Image object location entries
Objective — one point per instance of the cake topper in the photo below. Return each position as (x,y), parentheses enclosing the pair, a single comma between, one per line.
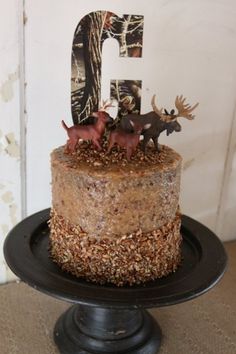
(126,140)
(93,132)
(159,121)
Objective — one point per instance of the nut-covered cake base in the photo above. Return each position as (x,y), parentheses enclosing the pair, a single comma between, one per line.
(126,259)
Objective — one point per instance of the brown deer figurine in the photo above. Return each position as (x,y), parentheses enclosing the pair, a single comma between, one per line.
(129,141)
(160,121)
(93,132)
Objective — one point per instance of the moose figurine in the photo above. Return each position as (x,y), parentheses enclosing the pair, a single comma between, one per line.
(93,132)
(126,140)
(159,121)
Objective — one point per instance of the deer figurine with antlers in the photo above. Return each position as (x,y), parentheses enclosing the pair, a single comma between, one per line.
(93,132)
(159,121)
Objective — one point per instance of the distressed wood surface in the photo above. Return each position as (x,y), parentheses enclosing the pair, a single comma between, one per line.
(10,179)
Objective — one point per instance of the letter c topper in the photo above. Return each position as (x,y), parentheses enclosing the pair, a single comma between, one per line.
(91,32)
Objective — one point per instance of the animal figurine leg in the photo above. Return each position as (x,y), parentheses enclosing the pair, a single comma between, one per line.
(128,153)
(97,144)
(155,141)
(146,139)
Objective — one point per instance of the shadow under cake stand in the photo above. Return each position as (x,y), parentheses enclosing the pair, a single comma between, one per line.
(106,318)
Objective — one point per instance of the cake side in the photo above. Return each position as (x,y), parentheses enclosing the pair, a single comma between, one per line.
(130,259)
(111,199)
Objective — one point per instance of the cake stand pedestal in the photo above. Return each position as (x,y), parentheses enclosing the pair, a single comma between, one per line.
(108,319)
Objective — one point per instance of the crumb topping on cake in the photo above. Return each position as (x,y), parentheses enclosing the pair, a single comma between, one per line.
(127,259)
(87,155)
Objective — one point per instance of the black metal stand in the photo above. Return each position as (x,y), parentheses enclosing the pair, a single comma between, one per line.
(85,329)
(109,319)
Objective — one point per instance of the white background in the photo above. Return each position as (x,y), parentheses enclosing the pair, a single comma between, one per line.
(189,47)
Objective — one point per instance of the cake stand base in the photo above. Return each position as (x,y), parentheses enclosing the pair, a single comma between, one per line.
(106,318)
(84,329)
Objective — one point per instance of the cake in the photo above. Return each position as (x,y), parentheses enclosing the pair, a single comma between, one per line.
(112,220)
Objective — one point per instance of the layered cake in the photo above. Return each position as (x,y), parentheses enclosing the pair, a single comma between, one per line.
(113,220)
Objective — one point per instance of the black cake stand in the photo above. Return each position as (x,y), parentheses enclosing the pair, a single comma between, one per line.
(104,318)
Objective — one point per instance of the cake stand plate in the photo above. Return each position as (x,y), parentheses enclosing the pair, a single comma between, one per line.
(105,318)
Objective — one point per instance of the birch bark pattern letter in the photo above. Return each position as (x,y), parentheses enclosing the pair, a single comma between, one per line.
(88,39)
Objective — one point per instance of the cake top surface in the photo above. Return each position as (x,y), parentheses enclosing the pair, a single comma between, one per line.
(90,160)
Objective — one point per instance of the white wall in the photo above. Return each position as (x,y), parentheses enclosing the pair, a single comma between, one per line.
(189,48)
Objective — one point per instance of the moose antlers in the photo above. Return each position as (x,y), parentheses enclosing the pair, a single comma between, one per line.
(184,110)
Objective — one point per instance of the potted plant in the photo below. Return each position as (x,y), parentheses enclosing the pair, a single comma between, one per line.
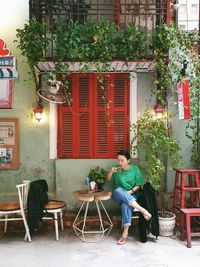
(98,175)
(155,147)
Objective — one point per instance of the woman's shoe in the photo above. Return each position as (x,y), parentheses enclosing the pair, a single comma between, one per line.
(122,240)
(146,215)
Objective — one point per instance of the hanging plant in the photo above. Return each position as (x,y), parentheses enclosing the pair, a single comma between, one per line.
(32,41)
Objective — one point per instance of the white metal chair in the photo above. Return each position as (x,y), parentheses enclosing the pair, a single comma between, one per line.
(16,209)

▶ [What this task involves]: Could you rewrite the rows above, from the line containing "Objective — one point per instance of the moose antlers" through the end of the rows (both ends included), with every point coordinate scaled by 0.6 and rounded to a whole number, halves rounding up? Give only those lines, requests included, and leave the pictures out.

▶ [Solution to this exercise]:
Objective — one point per instance of the moose antlers in the photo above. Return each position as (x,y), parentheses enclosing the pair, a single comma between, one per line.
(110,66)
Objective — one point per instance of the potted plant in the photo below. Return each position as (x,y), parentheses enclosing the pair, a single comma between, one per line.
(59,105)
(93,88)
Objective — one point per instance of the woman's shoe in the photo above. Return each position as (x,y), parentheses enclosing the pair, a single comma between, one per line.
(73,144)
(88,129)
Objective — one point per instance of the hanging plant in the photo above. Return each position as (x,y), parentheses enclosing the pair, a single comma between, one per line.
(19,25)
Objective — one point per instance of the white metal chair in the photo above. Return each position as (x,y), parentheses enclosing the pair, a single comma between, one per line.
(10,125)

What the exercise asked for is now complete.